▸ TASK PROMPT
Go through the listing below and list every line that contains the word "upper", copying each of those lines in full.
------------------------------------
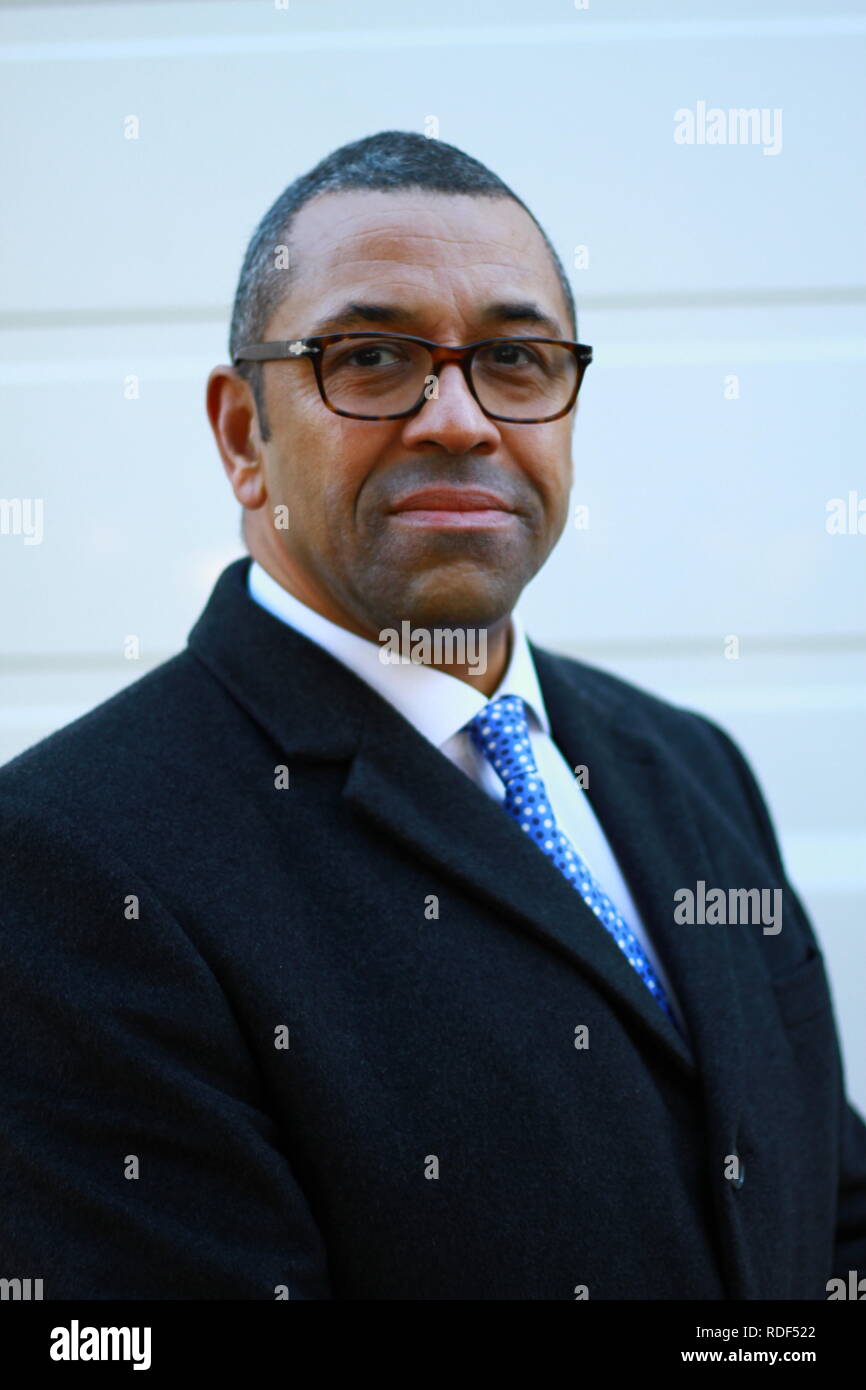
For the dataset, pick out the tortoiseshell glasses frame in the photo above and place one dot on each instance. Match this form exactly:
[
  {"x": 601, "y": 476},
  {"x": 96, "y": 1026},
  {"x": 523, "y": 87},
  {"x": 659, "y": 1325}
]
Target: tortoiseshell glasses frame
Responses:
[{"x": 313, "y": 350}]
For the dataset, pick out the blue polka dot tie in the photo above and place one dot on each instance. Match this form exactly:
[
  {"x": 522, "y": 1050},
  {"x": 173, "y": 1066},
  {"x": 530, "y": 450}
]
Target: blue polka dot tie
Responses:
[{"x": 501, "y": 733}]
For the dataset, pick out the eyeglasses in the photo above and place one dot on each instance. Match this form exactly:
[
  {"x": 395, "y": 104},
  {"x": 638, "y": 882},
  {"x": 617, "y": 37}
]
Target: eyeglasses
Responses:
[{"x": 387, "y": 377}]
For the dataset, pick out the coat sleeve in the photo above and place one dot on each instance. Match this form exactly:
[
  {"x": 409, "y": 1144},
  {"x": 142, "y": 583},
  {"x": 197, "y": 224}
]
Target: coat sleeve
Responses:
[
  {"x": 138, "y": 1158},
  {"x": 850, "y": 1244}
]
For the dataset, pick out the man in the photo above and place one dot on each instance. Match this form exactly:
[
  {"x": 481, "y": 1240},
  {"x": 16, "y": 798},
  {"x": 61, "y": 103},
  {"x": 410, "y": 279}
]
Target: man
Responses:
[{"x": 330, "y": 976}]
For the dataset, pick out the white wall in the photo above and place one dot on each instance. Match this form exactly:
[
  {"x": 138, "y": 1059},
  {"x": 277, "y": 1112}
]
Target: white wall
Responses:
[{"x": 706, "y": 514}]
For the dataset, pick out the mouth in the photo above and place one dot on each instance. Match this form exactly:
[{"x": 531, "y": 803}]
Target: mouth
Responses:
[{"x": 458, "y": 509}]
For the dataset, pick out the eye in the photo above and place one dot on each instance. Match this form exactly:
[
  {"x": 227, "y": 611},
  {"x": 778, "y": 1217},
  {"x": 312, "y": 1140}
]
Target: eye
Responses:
------------------------------------
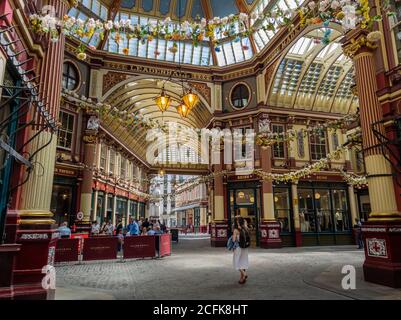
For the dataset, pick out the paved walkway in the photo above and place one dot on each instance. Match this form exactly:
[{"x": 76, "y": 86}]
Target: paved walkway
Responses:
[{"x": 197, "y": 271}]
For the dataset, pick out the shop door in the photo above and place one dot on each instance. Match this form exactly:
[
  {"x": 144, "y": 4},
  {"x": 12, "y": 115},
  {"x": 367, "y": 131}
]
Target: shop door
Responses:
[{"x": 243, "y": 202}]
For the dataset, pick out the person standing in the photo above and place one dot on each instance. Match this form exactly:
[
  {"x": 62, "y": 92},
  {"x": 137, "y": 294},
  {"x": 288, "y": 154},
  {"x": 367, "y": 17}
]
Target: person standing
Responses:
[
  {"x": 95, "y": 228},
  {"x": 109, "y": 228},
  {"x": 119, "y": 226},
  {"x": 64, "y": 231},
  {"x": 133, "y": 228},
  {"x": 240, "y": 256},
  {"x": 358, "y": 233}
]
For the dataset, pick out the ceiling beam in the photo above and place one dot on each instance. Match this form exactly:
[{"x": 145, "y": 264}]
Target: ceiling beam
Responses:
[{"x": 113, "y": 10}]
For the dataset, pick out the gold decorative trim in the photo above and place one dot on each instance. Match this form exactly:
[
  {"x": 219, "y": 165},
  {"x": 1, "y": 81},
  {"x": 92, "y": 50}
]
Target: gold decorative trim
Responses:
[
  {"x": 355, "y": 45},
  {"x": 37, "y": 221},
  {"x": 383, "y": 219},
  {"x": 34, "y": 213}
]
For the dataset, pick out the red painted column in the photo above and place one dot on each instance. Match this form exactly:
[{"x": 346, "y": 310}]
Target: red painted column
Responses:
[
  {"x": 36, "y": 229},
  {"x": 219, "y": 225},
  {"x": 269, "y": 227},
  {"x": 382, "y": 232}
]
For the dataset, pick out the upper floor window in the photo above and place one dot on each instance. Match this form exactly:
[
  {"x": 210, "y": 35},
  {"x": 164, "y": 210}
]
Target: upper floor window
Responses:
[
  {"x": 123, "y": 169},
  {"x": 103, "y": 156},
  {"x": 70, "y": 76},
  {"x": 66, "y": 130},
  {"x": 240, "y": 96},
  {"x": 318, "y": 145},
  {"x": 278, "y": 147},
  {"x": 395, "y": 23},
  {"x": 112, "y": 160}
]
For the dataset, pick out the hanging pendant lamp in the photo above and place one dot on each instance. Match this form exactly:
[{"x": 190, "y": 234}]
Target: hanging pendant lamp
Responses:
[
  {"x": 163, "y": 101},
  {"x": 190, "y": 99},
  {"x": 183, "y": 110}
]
------------------------------------
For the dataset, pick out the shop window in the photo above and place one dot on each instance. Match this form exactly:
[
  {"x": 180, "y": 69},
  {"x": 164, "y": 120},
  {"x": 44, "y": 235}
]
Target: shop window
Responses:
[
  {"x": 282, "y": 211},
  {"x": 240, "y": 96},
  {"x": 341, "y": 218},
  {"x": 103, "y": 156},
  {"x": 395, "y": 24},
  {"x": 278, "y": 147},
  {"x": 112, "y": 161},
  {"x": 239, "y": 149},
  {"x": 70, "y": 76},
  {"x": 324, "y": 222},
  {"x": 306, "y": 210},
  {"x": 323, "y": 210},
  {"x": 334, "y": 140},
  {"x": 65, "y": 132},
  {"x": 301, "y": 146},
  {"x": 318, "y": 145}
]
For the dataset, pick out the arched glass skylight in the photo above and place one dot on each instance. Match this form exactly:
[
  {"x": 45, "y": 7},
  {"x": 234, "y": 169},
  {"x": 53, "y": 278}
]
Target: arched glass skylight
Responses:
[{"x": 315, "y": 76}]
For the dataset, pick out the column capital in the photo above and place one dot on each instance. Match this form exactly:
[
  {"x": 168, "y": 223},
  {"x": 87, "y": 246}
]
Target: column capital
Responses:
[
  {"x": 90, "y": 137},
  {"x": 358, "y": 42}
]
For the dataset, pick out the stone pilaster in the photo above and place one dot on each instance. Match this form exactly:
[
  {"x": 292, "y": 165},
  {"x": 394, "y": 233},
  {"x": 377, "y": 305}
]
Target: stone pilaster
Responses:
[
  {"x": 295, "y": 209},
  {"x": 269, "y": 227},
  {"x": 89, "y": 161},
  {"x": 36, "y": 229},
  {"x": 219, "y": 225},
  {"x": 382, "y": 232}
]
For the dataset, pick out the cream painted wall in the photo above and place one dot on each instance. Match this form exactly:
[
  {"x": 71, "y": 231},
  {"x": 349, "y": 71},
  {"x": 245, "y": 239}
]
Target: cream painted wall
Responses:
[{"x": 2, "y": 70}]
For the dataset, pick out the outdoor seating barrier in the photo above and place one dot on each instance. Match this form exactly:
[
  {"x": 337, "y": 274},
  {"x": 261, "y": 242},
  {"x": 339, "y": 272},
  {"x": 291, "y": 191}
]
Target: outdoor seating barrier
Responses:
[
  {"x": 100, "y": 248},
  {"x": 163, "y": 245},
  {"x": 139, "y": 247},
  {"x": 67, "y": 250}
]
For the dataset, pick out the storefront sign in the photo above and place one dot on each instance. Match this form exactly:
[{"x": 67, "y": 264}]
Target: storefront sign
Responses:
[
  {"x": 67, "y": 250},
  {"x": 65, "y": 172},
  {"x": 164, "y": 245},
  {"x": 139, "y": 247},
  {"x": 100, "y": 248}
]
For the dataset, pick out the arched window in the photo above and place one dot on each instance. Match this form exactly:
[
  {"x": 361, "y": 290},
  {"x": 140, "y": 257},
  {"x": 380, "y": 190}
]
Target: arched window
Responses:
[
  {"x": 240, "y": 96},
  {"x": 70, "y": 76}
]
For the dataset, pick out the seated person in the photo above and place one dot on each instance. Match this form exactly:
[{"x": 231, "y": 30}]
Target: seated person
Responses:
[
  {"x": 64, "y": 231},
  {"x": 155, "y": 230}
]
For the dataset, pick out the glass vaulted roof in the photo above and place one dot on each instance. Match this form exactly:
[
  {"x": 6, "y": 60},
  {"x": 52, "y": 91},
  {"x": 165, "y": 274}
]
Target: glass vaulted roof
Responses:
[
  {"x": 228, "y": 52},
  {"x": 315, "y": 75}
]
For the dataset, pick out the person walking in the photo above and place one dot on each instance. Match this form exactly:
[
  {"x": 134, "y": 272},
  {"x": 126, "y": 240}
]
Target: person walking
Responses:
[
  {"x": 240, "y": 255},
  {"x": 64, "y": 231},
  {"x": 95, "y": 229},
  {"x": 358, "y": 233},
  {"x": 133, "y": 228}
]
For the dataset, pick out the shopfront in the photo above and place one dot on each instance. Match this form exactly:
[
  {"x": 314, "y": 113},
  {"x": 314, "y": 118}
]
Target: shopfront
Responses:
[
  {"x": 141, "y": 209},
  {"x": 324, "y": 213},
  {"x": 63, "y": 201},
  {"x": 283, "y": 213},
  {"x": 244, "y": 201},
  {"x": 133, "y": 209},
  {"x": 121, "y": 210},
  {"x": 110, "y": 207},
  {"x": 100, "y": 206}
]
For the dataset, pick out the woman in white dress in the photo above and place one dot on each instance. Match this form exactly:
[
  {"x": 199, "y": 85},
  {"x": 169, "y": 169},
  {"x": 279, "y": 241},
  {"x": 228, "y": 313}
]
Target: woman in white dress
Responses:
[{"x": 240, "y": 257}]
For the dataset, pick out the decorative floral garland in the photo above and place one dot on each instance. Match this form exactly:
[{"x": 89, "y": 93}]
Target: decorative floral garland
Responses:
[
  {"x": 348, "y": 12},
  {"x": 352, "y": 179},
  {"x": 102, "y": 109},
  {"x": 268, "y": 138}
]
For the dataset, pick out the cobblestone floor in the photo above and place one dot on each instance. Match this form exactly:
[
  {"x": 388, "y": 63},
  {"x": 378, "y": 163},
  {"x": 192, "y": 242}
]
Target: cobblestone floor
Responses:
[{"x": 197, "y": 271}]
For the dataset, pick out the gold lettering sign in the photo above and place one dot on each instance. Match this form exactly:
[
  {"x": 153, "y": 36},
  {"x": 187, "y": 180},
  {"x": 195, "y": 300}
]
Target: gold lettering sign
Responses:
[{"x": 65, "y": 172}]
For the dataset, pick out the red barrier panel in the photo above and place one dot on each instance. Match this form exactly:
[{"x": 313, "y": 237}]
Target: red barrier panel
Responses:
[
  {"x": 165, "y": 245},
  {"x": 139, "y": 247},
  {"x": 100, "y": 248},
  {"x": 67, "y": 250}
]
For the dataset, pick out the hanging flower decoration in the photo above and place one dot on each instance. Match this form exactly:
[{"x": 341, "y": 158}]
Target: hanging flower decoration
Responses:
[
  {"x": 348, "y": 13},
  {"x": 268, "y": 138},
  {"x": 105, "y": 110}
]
------------------------------------
▸ THE RESULT
For the dataset, pick out the upper floor window in the photo above and place one dot on each instance. Match this form exactly:
Target: upper floor window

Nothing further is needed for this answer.